— Exercise directions —
Copy the whole listing below exactly, with nothing left out.
#### Exercise data ####
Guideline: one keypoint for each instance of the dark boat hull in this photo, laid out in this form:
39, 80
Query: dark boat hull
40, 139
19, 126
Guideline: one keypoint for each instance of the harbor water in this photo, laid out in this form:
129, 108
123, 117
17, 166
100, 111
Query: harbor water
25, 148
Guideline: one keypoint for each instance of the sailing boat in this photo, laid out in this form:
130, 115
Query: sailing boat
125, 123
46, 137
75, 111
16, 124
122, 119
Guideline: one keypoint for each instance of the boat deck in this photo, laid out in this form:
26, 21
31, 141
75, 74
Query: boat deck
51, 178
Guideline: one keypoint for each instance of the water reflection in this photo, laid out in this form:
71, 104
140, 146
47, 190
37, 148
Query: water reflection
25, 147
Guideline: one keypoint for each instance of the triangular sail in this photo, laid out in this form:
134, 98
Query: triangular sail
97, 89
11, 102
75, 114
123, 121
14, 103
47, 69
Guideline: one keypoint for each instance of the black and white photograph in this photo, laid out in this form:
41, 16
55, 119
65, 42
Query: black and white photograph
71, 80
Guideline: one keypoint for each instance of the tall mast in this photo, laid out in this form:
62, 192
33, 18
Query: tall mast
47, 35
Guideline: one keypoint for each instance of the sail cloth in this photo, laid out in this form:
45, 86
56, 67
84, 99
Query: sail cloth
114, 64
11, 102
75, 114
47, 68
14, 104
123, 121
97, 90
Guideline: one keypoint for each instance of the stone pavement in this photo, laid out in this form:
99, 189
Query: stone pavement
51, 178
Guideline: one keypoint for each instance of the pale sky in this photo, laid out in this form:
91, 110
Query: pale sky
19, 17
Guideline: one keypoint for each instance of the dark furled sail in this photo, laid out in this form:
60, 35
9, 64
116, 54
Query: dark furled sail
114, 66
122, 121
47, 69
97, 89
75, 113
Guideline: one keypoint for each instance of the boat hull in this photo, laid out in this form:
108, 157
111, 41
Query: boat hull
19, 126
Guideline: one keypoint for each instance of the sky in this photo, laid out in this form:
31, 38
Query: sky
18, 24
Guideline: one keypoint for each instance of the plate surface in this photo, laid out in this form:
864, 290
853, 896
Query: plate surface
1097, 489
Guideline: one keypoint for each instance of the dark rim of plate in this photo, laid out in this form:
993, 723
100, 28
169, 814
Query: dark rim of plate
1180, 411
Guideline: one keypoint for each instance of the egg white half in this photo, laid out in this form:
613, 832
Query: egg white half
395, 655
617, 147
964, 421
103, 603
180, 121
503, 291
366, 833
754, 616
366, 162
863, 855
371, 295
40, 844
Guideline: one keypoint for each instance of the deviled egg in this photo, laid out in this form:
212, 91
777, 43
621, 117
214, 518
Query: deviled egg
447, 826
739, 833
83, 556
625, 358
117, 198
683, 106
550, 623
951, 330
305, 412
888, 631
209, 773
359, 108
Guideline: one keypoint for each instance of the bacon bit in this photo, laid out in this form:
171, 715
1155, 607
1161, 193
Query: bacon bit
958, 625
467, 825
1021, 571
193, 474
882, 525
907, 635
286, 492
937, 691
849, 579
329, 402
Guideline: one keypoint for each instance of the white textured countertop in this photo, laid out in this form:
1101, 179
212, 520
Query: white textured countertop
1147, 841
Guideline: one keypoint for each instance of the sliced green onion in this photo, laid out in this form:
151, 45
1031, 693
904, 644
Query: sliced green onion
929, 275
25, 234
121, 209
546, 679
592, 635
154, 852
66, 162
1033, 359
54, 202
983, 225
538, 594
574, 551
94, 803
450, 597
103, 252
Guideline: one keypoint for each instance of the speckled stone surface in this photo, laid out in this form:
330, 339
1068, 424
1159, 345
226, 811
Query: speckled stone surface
####
— Task output —
Guideline: one keypoint for each instance of the dark boat hull in this photo, laid out in this form:
39, 80
Query: dark boat hull
40, 139
19, 126
Guideline: one keypoint for each instance of the harbor water in this photo, laid out in this form:
129, 108
123, 117
17, 166
100, 111
Query: harbor water
25, 148
Guideline: one keypoint for each instance of the sailing boat in this photo, laid out in this form:
130, 115
Query: sailing boat
125, 123
46, 137
75, 111
16, 124
122, 119
Guideline: one keypoint for each instance of the boat deck in this photo, laid out in this form:
26, 21
31, 141
75, 74
Query: boat deck
51, 178
Guideline: one keypoint for each instance of the water reflection in this photo, laid out in this form:
71, 104
140, 146
47, 190
37, 148
Query: water reflection
25, 147
Guideline: one keypoint for each instance of the triangular sail in this photo, laid out in this form:
134, 98
Query: triangular sail
97, 89
11, 102
75, 114
123, 121
14, 103
47, 69
Guideline: one keypoint for each instance of the black and white photograph in this photo, laid out in this form:
41, 16
55, 119
65, 42
Query: black and white photograph
71, 80
Guideline: one keypoint for each instance of the tall mast in this photo, laid out in this form:
62, 192
33, 18
Query: tall mast
47, 35
Guideline: one keypoint for each instance of the sail cloth in this photo, laid out in this form:
45, 86
56, 67
84, 99
Query: sail cloth
114, 64
11, 102
75, 114
47, 68
14, 104
123, 121
97, 90
Guideline: one keypoint for each instance of the stone pavement in this photo, laid out in this form:
99, 189
Query: stone pavement
51, 178
Guideline: one keypoint for each instance of the pale sky in this photo, laid out in this form:
91, 110
Query: pale sky
19, 17
Guideline: one keypoint for each instance of the dark furled sail in this photo, laid out in this form:
60, 35
9, 64
116, 54
Query: dark furled sail
114, 66
122, 121
47, 69
97, 89
75, 113
Guideline: one keypoint for each instance of the boat hull in this photo, laid out in this form:
108, 157
111, 41
Query: boat hull
19, 126
Guideline: one keypoint for each instance of the sky in this photo, laid out in this form:
31, 38
Query: sky
18, 24
Guideline: one keypoint for each instance of the plate surface in this photo, laid out in this form:
864, 290
853, 896
Query: plate surface
1097, 489
Guideline: one keypoint for each instance of the dark rim of plate in this photo, laid out in this form:
993, 723
100, 28
169, 814
Query: dark rim of plate
1180, 411
Guideline: one keypoint for each instance of the egg white half in this photo, laid out in this form:
613, 832
Query: egg white half
395, 655
617, 147
964, 421
103, 603
180, 121
503, 291
366, 833
754, 616
366, 162
863, 855
371, 295
40, 844
Guideline: one keypoint for each instance of the deviled egg in this photo, laid out in this form:
212, 91
777, 43
621, 117
214, 518
Query: deviled egg
447, 826
739, 833
83, 556
625, 358
117, 198
683, 106
550, 623
951, 330
305, 412
888, 631
209, 773
359, 108
Guideline: one keypoint for each instance of the bacon bit in this photo, laid out in this form:
171, 715
1155, 607
1161, 193
Query: bacon bit
958, 625
467, 825
1021, 571
193, 474
882, 525
907, 635
286, 492
937, 691
849, 579
329, 402
Guideline: one keypoint for each instance of the white textured countertop in this photo, laid out in this form:
1101, 179
212, 520
Query: white textured countertop
1147, 841
Guideline: one keypoint for each instance of the sliced green onion in this photo, laid out in this form:
151, 45
1031, 693
904, 644
Query: sliced green onion
929, 275
25, 234
121, 209
546, 679
592, 635
154, 852
66, 162
1033, 359
54, 202
983, 225
538, 594
574, 551
94, 803
450, 597
103, 252
Guideline: one keypoint for each instance of the speckled stone surface in this photo, laid out in this form:
330, 339
1068, 424
1159, 345
226, 811
Query: speckled stone surface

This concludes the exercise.